:: TRECHO DA FONTE ::

A relação entre eles é estabelecida no primeiro ato do filme. Com muita química musical e muito atrito pessoal. Não só o talento mas também o ímpeto de não querer ser mais uma banda qualquer do cenário pop, davam a eles a chama de criarem fora dos padrões. O processo criativo da banda é um dos melhores momentos do filme, a música título do filme ganha maior destaque, e não é por menos, Bohemian Rhapsody é um amálgama de toda a excentricidade da banda em forma de música. Porém sente-se falta desse processo em outras músicas no filme. As músicas marcantes do Queen marcam presença na trilha sonora, porém sublinhando muito mais alguns momentos vividos pelo Freddie do que valorizando o processo criativo ou como tais músicas influenciaram o mundo pop da época, apesar de mostrarem cenas deliciosas de negociação com o produtor da EMI vivido por Mike Myers. Confesso que senti falta de mostrarem como as músicas da banda penetravam em seu público, e como era, em si, o seu público. Em uma cena do filme é conversado com o produtor da banda que Queen queria atender ao seu público, aqueles que ficavam no fundo da sala, os desajustados. Porém vemos pouco disso no longa.

:::
:: AMOSTRA DOS DADOS ::

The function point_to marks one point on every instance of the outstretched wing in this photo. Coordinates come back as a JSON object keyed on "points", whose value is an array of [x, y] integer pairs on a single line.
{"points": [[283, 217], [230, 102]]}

:::

> [INSTRUÇÕES A SEGUIR]: No trecho sobre o filme, qual ator interpreta o produtor da EMI? Os dados são um material à parte.

> [RESPOSTA FINAL]: Mike Myers.